Material shown:
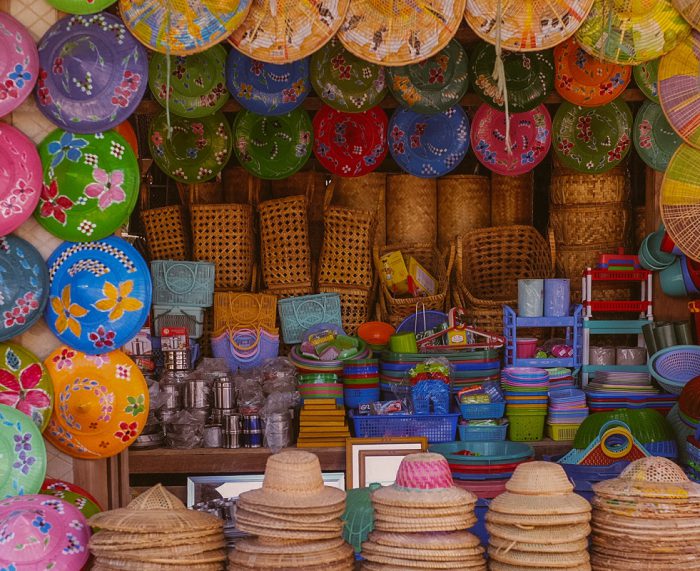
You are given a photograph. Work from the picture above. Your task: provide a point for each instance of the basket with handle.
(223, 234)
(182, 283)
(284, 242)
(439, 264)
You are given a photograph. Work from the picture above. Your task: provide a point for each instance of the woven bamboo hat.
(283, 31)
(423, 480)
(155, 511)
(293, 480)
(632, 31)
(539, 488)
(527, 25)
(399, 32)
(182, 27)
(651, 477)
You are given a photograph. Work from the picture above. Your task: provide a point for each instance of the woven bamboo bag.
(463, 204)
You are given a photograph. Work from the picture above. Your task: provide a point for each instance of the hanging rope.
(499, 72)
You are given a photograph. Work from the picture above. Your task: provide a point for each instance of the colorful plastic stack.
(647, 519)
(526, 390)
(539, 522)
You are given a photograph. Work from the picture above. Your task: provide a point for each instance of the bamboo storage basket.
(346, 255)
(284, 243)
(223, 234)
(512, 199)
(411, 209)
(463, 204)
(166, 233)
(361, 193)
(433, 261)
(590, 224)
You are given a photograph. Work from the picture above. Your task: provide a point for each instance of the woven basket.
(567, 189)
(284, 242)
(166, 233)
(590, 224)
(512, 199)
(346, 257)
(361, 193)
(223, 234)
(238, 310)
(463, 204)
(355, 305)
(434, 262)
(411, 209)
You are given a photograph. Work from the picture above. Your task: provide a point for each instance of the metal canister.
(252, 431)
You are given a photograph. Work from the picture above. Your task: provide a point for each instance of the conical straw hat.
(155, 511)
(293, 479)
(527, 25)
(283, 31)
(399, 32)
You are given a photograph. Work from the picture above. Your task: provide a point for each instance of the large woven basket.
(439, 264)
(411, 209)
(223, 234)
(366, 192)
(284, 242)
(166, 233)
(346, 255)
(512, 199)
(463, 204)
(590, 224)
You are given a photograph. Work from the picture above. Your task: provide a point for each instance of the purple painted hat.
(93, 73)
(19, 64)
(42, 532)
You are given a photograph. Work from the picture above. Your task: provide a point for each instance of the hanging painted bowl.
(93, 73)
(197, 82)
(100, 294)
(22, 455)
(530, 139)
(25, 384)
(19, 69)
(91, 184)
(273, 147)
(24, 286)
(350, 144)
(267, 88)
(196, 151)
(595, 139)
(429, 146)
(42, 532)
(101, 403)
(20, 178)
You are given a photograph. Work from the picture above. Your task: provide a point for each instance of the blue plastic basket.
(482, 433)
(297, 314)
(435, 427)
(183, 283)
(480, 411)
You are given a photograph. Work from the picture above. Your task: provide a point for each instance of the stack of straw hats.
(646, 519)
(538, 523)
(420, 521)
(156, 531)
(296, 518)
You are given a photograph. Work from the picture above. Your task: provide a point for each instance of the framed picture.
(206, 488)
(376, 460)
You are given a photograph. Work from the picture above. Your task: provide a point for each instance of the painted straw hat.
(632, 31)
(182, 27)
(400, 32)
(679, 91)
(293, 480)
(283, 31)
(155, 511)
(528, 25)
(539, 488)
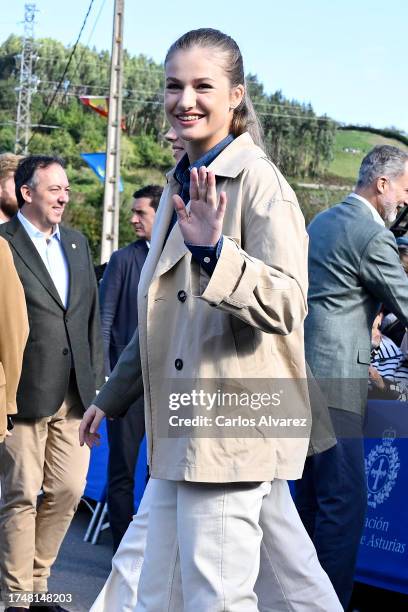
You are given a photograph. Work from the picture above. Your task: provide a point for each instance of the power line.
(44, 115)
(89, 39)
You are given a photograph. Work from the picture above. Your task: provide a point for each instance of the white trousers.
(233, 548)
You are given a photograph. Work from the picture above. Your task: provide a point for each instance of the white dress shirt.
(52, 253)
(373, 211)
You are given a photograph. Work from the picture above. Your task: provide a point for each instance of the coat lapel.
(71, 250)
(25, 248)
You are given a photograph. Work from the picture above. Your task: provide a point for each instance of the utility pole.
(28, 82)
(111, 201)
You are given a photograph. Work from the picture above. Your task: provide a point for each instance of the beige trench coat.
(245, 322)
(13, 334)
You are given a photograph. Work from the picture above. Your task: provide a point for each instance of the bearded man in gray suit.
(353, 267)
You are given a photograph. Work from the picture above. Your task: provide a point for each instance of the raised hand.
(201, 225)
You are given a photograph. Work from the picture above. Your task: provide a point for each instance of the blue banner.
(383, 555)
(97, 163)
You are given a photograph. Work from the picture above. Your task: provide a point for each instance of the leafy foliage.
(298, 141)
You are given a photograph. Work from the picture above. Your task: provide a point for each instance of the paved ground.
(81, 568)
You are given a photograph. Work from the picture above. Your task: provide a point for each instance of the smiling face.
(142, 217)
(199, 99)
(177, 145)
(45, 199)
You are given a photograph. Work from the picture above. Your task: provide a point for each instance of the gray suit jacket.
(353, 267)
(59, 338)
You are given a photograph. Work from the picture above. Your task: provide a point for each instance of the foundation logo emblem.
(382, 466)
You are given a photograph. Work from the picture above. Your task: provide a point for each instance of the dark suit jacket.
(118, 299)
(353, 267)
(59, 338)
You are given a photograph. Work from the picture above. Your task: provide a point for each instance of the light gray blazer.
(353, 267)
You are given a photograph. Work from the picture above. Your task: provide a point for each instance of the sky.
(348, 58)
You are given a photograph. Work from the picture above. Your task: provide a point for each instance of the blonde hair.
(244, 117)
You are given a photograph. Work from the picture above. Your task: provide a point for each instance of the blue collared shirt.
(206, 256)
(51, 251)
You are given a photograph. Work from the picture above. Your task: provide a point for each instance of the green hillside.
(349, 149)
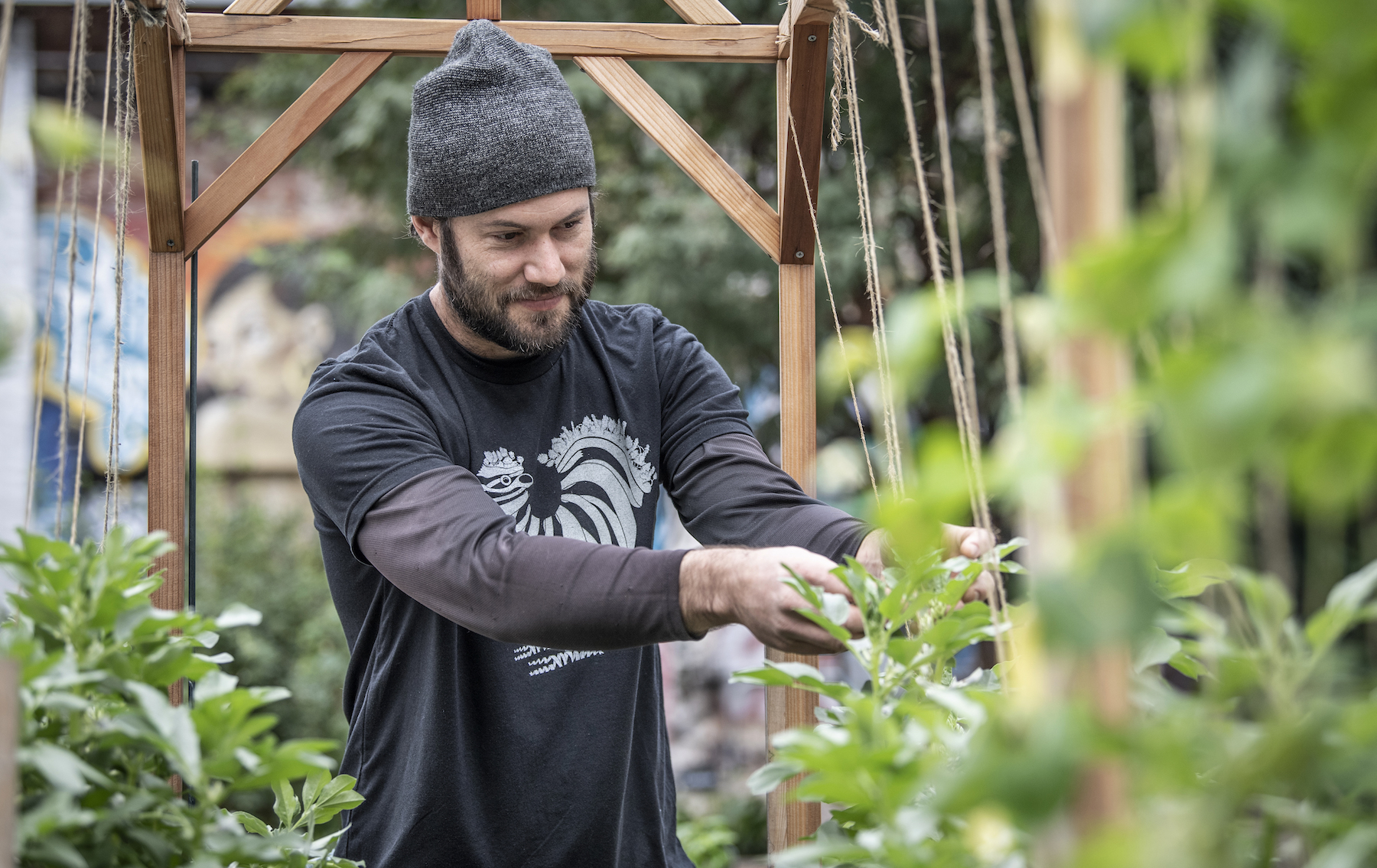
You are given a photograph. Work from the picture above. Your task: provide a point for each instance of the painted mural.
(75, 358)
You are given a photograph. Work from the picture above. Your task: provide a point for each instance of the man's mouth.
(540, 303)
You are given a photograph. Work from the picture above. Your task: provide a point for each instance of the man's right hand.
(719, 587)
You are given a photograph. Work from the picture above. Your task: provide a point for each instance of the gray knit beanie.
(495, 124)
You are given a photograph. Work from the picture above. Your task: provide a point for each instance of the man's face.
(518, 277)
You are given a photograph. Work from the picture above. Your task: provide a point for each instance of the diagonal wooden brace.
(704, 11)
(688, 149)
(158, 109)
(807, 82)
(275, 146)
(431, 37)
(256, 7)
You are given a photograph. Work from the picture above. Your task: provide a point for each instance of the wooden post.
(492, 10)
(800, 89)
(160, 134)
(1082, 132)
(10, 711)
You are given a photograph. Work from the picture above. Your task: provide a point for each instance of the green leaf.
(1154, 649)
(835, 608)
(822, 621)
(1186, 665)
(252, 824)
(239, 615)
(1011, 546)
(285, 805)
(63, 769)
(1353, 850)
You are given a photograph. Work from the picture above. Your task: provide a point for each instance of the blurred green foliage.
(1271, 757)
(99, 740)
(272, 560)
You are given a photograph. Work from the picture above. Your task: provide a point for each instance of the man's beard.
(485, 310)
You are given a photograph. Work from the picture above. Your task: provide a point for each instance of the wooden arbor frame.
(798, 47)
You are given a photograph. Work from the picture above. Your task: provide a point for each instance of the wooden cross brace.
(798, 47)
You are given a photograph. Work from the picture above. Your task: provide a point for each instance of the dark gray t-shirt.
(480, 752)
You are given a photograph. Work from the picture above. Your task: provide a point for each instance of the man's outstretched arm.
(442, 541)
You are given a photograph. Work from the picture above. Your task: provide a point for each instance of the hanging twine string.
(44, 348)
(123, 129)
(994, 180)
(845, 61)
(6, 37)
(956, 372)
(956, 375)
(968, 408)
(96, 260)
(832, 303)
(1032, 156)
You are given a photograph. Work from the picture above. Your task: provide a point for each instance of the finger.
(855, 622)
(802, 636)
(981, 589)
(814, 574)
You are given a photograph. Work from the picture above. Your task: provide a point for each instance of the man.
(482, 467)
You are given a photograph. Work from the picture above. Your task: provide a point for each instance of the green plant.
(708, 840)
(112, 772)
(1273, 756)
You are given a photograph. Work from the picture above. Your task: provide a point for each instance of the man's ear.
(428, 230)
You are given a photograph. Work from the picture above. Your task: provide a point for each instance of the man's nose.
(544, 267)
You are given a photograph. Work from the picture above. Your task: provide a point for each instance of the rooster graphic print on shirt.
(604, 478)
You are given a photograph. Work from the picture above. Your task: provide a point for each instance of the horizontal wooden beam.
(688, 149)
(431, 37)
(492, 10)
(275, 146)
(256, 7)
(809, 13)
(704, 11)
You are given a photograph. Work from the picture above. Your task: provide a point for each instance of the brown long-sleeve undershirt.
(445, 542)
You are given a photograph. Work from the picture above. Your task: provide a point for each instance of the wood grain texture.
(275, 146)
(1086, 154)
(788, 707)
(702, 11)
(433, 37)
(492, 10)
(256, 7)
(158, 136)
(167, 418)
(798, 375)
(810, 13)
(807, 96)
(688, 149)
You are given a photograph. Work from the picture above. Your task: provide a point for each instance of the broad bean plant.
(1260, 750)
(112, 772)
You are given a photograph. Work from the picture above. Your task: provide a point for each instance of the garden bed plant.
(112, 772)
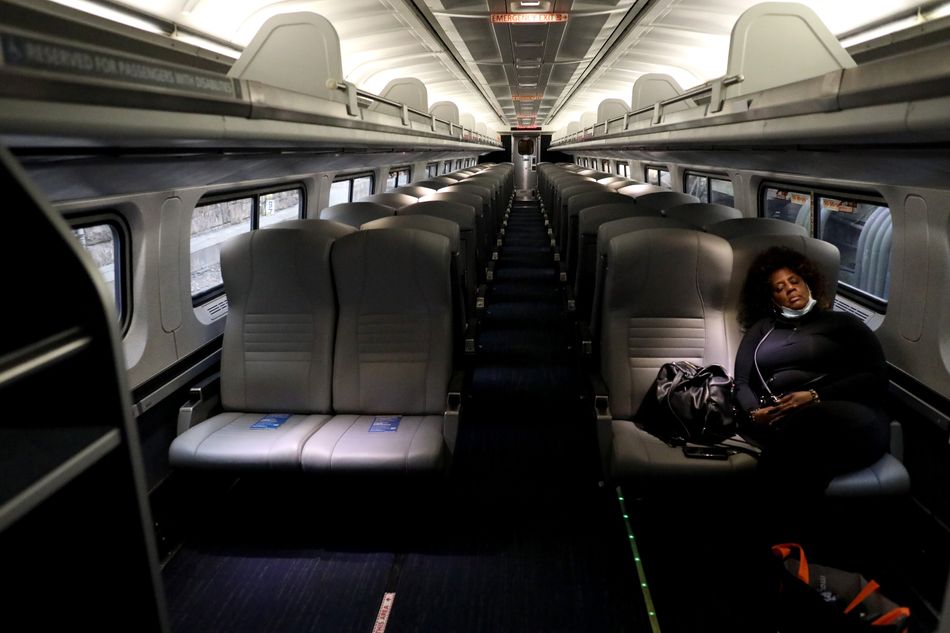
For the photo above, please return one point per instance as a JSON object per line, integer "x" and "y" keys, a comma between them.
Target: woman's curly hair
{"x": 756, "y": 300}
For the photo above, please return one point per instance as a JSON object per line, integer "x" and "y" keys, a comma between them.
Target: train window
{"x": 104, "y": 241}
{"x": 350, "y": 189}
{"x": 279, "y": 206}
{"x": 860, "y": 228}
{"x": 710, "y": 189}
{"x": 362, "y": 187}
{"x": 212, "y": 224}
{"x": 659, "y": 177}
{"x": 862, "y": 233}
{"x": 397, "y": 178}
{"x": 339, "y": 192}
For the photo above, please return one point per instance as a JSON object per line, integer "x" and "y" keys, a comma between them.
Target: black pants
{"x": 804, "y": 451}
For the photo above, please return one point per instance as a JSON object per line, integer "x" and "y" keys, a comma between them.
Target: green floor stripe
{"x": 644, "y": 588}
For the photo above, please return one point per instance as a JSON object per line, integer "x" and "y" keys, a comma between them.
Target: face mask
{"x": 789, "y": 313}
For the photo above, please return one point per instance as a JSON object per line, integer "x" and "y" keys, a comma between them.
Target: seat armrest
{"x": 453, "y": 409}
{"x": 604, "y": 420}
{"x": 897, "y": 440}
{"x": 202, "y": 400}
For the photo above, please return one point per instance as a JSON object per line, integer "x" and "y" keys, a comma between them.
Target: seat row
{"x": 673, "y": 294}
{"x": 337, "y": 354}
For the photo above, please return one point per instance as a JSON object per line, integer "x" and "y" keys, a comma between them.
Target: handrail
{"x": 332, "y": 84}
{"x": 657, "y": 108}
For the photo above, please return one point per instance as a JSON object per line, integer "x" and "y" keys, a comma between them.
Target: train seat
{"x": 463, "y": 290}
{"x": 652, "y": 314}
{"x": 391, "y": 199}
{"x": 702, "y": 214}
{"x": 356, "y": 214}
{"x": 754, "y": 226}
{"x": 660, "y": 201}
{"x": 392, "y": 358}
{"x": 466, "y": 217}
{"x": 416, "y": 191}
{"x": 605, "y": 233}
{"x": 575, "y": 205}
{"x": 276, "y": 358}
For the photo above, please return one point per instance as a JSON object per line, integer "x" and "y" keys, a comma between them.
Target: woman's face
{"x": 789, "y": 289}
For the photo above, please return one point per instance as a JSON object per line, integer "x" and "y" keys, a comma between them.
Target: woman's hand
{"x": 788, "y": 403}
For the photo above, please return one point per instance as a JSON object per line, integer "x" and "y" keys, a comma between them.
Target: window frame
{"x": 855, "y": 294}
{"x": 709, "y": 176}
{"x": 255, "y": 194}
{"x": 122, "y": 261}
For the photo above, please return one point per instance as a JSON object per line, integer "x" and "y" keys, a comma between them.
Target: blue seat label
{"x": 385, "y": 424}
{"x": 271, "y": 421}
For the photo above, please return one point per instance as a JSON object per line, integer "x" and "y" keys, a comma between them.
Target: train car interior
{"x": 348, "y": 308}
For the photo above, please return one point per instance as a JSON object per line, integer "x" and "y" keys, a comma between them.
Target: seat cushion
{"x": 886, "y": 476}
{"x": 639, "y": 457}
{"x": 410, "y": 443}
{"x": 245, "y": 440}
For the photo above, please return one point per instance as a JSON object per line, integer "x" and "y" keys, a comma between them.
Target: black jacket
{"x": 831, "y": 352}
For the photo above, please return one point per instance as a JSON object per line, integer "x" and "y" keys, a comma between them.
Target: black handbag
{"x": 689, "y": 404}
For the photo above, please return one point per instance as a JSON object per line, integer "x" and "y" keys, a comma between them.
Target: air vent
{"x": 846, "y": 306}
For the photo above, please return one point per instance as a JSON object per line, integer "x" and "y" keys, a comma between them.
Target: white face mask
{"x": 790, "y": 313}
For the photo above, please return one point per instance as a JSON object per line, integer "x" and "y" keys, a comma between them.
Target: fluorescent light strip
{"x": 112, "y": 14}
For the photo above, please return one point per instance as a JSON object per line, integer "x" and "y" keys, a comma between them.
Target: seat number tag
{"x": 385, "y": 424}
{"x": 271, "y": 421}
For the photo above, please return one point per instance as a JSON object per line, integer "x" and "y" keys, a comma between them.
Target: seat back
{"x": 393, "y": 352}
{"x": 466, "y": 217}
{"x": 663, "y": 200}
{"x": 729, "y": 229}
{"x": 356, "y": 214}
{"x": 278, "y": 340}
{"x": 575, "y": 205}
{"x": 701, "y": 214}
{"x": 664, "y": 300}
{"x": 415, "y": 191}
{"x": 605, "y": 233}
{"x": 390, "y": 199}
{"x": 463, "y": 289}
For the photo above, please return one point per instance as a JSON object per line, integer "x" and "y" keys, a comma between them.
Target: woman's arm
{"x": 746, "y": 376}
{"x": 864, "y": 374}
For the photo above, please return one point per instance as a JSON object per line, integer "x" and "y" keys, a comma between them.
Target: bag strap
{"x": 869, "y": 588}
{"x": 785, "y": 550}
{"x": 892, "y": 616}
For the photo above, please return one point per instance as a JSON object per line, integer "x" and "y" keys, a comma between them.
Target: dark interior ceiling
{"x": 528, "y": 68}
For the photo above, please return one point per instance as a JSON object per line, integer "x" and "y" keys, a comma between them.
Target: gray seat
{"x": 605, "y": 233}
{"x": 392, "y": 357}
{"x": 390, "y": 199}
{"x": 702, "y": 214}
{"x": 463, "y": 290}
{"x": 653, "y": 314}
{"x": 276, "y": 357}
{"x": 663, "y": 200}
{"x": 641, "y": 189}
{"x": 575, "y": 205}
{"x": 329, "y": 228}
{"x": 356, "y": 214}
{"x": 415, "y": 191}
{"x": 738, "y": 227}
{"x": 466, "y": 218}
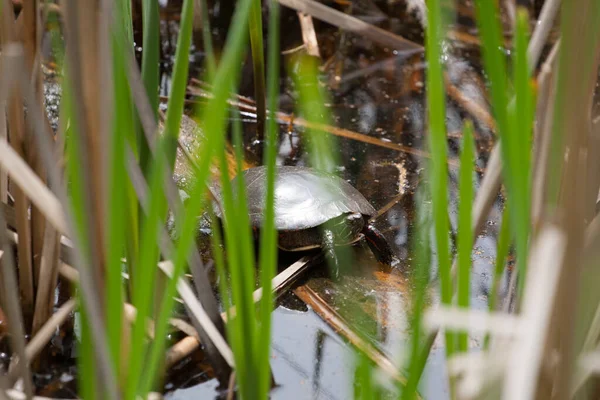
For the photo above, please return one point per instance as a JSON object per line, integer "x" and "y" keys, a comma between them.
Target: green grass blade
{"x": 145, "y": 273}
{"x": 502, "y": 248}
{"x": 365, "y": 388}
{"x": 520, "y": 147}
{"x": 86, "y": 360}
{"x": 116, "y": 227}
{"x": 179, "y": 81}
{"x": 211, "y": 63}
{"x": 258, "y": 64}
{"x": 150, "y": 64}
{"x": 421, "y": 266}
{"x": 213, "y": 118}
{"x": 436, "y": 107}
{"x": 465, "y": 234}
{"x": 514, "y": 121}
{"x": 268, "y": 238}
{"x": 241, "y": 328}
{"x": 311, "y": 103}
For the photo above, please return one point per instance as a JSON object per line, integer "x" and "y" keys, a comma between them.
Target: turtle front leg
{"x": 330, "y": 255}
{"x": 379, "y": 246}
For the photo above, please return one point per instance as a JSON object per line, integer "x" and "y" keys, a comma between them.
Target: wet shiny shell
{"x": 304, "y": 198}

What is required: Please report each line of the records above that contains the string "brace". Case matters.

Full response:
You are given a photograph. Work from the picture above. Your task: provide a point for each instance of the diagonal wooden brace.
You are given a photograph. Work from the picture above. Your task: provide a point for each instance of the wooden cross brace.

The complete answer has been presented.